§ **Text extract**
--------------------------------------------------

Introduction

Concerns about the management of data, including its preservation, findability, and reuse, are almost entirely focused on recently-generated data in electronic, machine-readable formats. While many of the principles of the management of electronic data such as proper description and good organization apply to data in any format, the discussions about applying those principles to older data in non-electronic formats have not received much attention.

In this paper we review publications in various scientific fields that discuss older data that is in analog or print format and the use or reuse of older data in general. By analog data we mean items in print format such as numeric data as well as field or lab notebooks, photographs, drawings, and maps. Analog data may also be called historic data, legacy data, heritage data, or dark data, although these and other phrases can include older data that is not necessarily in print format. Some authors also use the term ‘data rescue’ which has also been used to describe recent efforts to duplicate and secure electronic data that may be at risk of loss (see Data Refuge: https://www.datarefuge.org/).

Our interest in this topic began when a few senior faculty members approached the University library for assistance in organizing and possibly housing their analog data (). A survey of life sciences researchers on campus revealed that many held analog data and considered it valuable but were unsure of how to preserve it (). Nearly all were willing to share it. Given that most researchers now either collect data digitally or quickly transfer any analog data, this is a finite problem, but because many of the stewards of analog data are nearing retirement, it is timely. We undertook this literature review to learn how scientific researchers are dealing with the analog data in their possession and if any large scale efforts have been undertaken to address the issues.

Types of analog data

Much of the analog data that exists in offices, labs, homes, archives, and other locations is numeric in nature. It was probably collected before electronic spreadsheets were commonly available for both capturing and analyzing data. The format could be loose notebook paper, index cards, large data sheets, or bound or unbound notebooks. It could also take the form of a log, possibly combining numeric and descriptive data in chronological order.

--------------------------------------------------

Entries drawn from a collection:
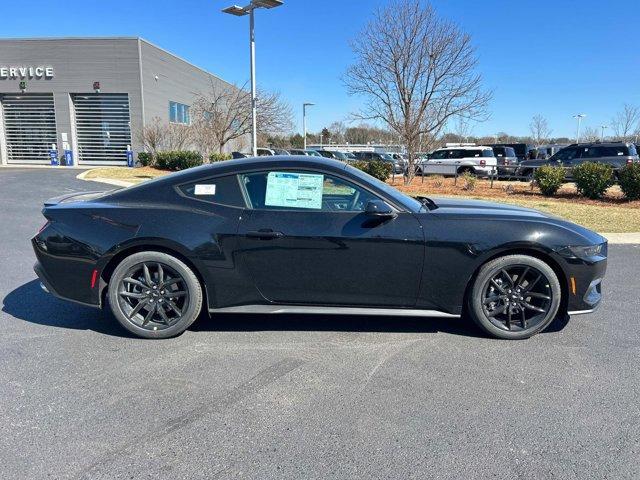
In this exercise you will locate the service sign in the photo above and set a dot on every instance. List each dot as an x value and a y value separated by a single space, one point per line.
25 72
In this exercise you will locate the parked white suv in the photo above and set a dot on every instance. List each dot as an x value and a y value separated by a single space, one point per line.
478 160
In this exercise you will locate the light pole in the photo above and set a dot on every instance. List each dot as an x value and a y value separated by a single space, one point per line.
241 12
579 116
602 127
304 123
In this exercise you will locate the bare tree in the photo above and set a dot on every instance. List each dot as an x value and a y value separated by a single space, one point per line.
626 122
462 129
540 131
416 71
223 114
590 134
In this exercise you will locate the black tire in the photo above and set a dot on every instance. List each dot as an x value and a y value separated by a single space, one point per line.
526 176
511 315
168 288
463 170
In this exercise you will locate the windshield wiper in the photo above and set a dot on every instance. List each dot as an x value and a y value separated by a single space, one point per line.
427 202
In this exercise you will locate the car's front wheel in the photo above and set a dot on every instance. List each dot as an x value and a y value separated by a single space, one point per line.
154 295
515 296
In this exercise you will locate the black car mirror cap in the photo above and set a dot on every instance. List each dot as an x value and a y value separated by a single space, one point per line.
379 208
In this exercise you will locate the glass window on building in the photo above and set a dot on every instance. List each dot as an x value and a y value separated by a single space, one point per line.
179 113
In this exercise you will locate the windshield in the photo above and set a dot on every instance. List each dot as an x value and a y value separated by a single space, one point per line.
405 200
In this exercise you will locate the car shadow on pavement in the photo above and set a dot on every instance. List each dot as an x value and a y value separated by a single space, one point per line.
235 322
29 303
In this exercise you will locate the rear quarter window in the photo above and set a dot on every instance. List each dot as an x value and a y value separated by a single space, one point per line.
220 190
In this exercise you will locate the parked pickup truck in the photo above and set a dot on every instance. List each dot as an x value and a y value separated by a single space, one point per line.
477 160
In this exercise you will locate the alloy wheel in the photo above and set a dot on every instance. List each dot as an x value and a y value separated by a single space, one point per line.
517 298
153 295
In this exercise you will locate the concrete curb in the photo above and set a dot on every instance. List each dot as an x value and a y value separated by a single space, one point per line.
614 238
623 238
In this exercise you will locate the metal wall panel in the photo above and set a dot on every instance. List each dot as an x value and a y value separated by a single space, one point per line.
29 127
103 127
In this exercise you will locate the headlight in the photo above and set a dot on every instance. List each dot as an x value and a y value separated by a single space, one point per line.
589 251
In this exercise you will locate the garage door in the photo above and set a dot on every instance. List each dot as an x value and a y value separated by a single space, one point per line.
103 128
29 127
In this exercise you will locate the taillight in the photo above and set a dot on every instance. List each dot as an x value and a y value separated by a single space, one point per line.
94 277
44 226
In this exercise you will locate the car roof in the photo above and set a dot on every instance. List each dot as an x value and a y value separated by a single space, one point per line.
466 147
600 144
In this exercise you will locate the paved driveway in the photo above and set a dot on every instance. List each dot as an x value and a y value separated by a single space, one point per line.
305 397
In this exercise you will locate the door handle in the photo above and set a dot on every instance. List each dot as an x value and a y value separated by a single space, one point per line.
265 234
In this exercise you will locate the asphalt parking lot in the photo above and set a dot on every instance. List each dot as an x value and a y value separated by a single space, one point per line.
305 397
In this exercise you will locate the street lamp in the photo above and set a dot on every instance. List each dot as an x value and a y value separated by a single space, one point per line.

--------------------------------------------------

§ **Direction A**
Decide whether each statement agrees with the text on older analog data, answering yes or no and quoting the words of the text that settle it: (i) Nearly all of the surveyed researchers were willing to share their analog data. (ii) Discussions about applying data-management principles to older non-electronic data have received a great deal of attention. (iii) Much of the existing analog data is numeric.
§ **Direction B**
Write what comes next in the text on older analog data, starting right after its final sentence.
The records are separate material and have no connection to the text on older analog data.

§ **Task output A**
(i) Yes: "Nearly all were willing to share it."
(ii) No: "the discussions about applying those principles to older data in non-electronic formats have not received much attention."
(iii) Yes: "Much of the analog data that exists in offices, labs, homes, archives, and other locations is numeric in nature."

§ **Task output B**
The data may also be descriptive in nature and contained in field notebooks or diaries. The tags associated with museum and herbarium specimens are often mined for the data that they note such as species, location, dates, and other parameters. Although they are inextricably tied, when we discuss analog data we are not including the specimens themselves but just the information on the tags.

Drawings and photographs may accompany other forms of data or may stand on their own, hopefully with enough description to make them useful to current researchers. The same is true of maps, which may be printed or hand drawn.

History of concern about analog data

A number of authors have written about analog data over the last 50+ years, often noting its potential value and lamenting the lack of procedures, funding, and best practices to help support its ongoing use and preservation. Psychologists in the 1960s and 1970s noted not only the importance of new observations coming from the re-examination of older data but also the practice of comparing newly-gathered data to historic data (; ). Speaking about data that authors have not retained, Wolins () suggests a role for professional associations: ‘If it were clearly set forth by the APA [American Psychological Association] that the responsibility for retaining raw data…this dilemma would not exist’. For a time the U.S. government played a role through the American Documentation Institute at the Library of Congress, which accepted some raw data to be preserved (). Recently, Buma made use of photographs in Glacier Bay to longitudinally track plant growth and establishment and noted that if it was easier to learn of the existence of older data and to obtain copies, its value would grow (; ).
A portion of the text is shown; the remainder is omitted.